# UJI PEMAHAMAN
(1) Menurut kutipan halaman tentang amalan ahli surga dan ahli neraka, hadis pertama diriwayatkan oleh siapa?
(2) Berikan bagian kutipan halaman tentang amalan ahli surga dan ahli neraka di antara "Maka mendengar penjelasan" dan "Bukhari dan Muslim)", termasuk kedua batas itu, tanpa mengubah apa pun.
(3) Lanjutkan kutipan khotbah tentang amalan ahli surga dan ahli neraka mulai sesudah kalimat terakhirnya.

Maka mendengar penjelasan Sahabat ini, Rasulullah Shalallahu ‘Alaihi wa Sallam mengatakan:
إِنَّ
الرَّجُلَ لَيَعْمَلُ عَمَلَ أَهْلِ الْجَنَّةِ فِيمَا يَبْدُو لِلنَّاسِ وَهُوَ
مِنْ أَهْلِ النَّارِ وَإِنَّ الرَّجُلَ لَيَعْمَلُ عَمَلَ أَهْلِ النَّارِ فِيمَا
يَبْدُو لِلنَّاسِ وَهُوَ مِنْ أَهْلِ الْجَنَّةِ
“Ada seseorang
yang melakukan amalan penghuni surga hingga terlihat oleh manusia menjadi
penghuninya padahal ia termasuk penghuni neraka, sebaliknya ada seseorang yang
melakukan amalan penghuni neraka hingga terlihat oleh manusia ia menjadi
penghuninya padahal ia adalah penghuni surga.” (HR. Bukhari dan Muslim)
Ma’asyirol muslimin rahimani wa
rahimakumullah
Terkait pelajaran dari kisah tersebut. Hal ini ditegaskan pula dalam hadits arba’in karya imam nawawi yakni dari Abdurrahman abdullah bin mas’ud, Rasulullah SAW. bersabda :
فَوَ اللهِ الَّذِي لاَ إِلَهَ غَيْرُهُ إِنَّ أَحَدَكُمْ
لَيَعْمَلُ بِعَمَلِ أَهْلِ الْجَنَّةِ حَتَّى مَا يَكُوْنُ بَيْنَهُ وَبَيْنَهَا
إِلاَّ ذِرَاعٌ فَيَسْبِقُ عَلَيْهِ الْكِتَابُ فَيَعْمَلُ بِعَمَلِ أَهْلِ
النَّارِ فَيَدْخُلُهَا
“Demi Allah yang tidak ada Ilah selain-Nya, sesungguhnya di antara kalian ada yang melakukan perbuatan ahli surga hingga jarak antara dirinya dan surga tinggal sehasta akan tetapi telah ditetapkan baginya ketentuan, dia melakukan perbuatan ahli neraka maka masuklah dia ke dalam neraka.”

# DATA YANG DIBERIKAN

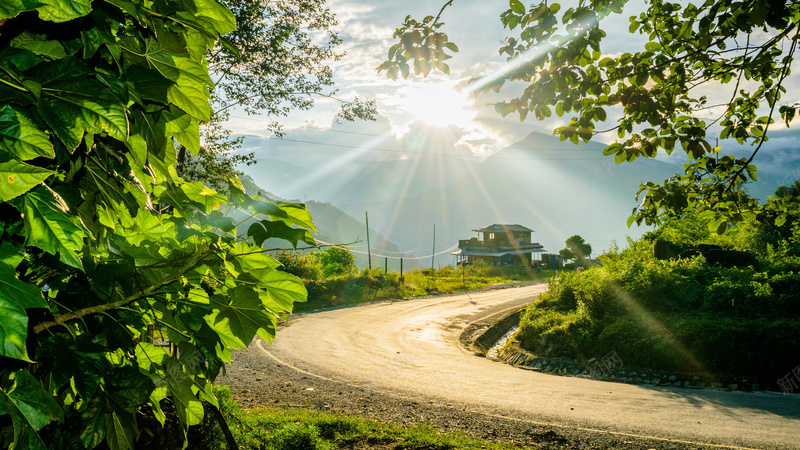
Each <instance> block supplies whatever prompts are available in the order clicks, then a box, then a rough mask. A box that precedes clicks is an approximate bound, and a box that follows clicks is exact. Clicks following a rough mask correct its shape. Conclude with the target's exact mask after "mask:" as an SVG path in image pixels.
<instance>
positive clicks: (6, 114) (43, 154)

# HASIL LATIHAN
(1) Hadis itu diriwayatkan oleh Bukhari dan Muslim.

(2)
Maka mendengar penjelasan Sahabat ini, Rasulullah Shalallahu ‘Alaihi wa Sallam mengatakan:
إِنَّ
الرَّجُلَ لَيَعْمَلُ عَمَلَ أَهْلِ الْجَنَّةِ فِيمَا يَبْدُو لِلنَّاسِ وَهُوَ
مِنْ أَهْلِ النَّارِ وَإِنَّ الرَّجُلَ لَيَعْمَلُ عَمَلَ أَهْلِ النَّارِ فِيمَا
يَبْدُو لِلنَّاسِ وَهُوَ مِنْ أَهْلِ الْجَنَّةِ
“Ada seseorang
yang melakukan amalan penghuni surga hingga terlihat oleh manusia menjadi
penghuninya padahal ia termasuk penghuni neraka, sebaliknya ada seseorang yang
melakukan amalan penghuni neraka hingga terlihat oleh manusia ia menjadi
penghuninya padahal ia adalah penghuni surga.” (HR. Bukhari dan Muslim)

(3)
وَإِنَّ أَحَدَكُمْ
لَيَعْمَلُ بِعَمَلِ أَهْلِ النَّارِ حَتَّى مَا يَكُوْنُ بَيْنَهُ وَبَيْنَهَا
إِلاَّ ذِرَاعٌ فَيَسْبِقُ عَلَيْهِ الْكِتَابُ فَيَعْمَلُ بِعَمَلِ أَهْلِ
الْجَنَّةِ فَيَدْخُلُهَا
“Dan sesungguhnya di antara kalian ada yang melakukan
perbuatan ahli neraka hingga jarak antara dirinya dan neraka tinggal sehasta
akan tetapi telah ditetapkan baginya ketentuan, dia melakukan perbuatan ahli
surga maka masuklah dia ke dalam surga.” (HR. Bukhari dan Muslim)
Syaikh ‘Utsaimin mensyarahkan bahwa yang
dimaksud “jarak antara dirinya hanya tinggal sehasta” adalah “jarak antara
dirinya dengan kematian”. Menunjukan betapa dekatnya jarak
kematian dirinya, yang seketika pada saat itu, menjelang akhir hayatnya
berubahlah amalan yang sebelumnya ia lakukan dan hal itu menjadikan penentuan
apakah dia kemudian masuk surga atau neraka.
Hadits ini memberi penjelasan gamblang kepada
kita. Terkadang seseorang
beramal dengan amalan penduduk surga dimata manusia tapi lain halnya dalam
pandangan Allah.
Kadang-kadang kita melihat ada orang
yang shalat atau puasa atau haji atau umroh, membayar zakat, hafal Qur’an,
mungkin dimata kita dia adalah orang yang begitu shalih. Tapi siapa yang
mengetahui isi hatinya? Bisa jadi orang tersebut tidak ikhlas, riya’, melakukan
amalan hanya supaya dibilang sebagai orang yang shalih, dermawan, ‘alim,
hafidz-hafidzah . amalan-amalan batin yang tidak dilihat oleh manusia ini, menjadikan
dia masuk ke dalam neraka.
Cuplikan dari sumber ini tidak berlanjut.